_Material for the task:_
════
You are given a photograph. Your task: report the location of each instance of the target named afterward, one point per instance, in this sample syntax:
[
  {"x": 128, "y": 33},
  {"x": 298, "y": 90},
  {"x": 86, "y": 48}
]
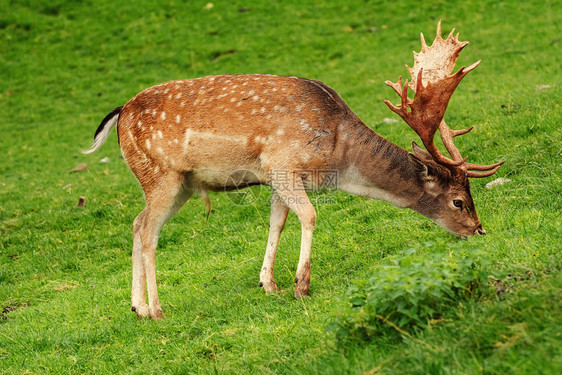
════
_Stated exercise:_
Please output every item above word for word, leaving out the pictures.

_Completed task:_
You are given a photograph. Your task: report the location of each instance of the target named afterward, one point per instance, in this sample syntax:
[
  {"x": 128, "y": 33},
  {"x": 298, "y": 90},
  {"x": 86, "y": 48}
]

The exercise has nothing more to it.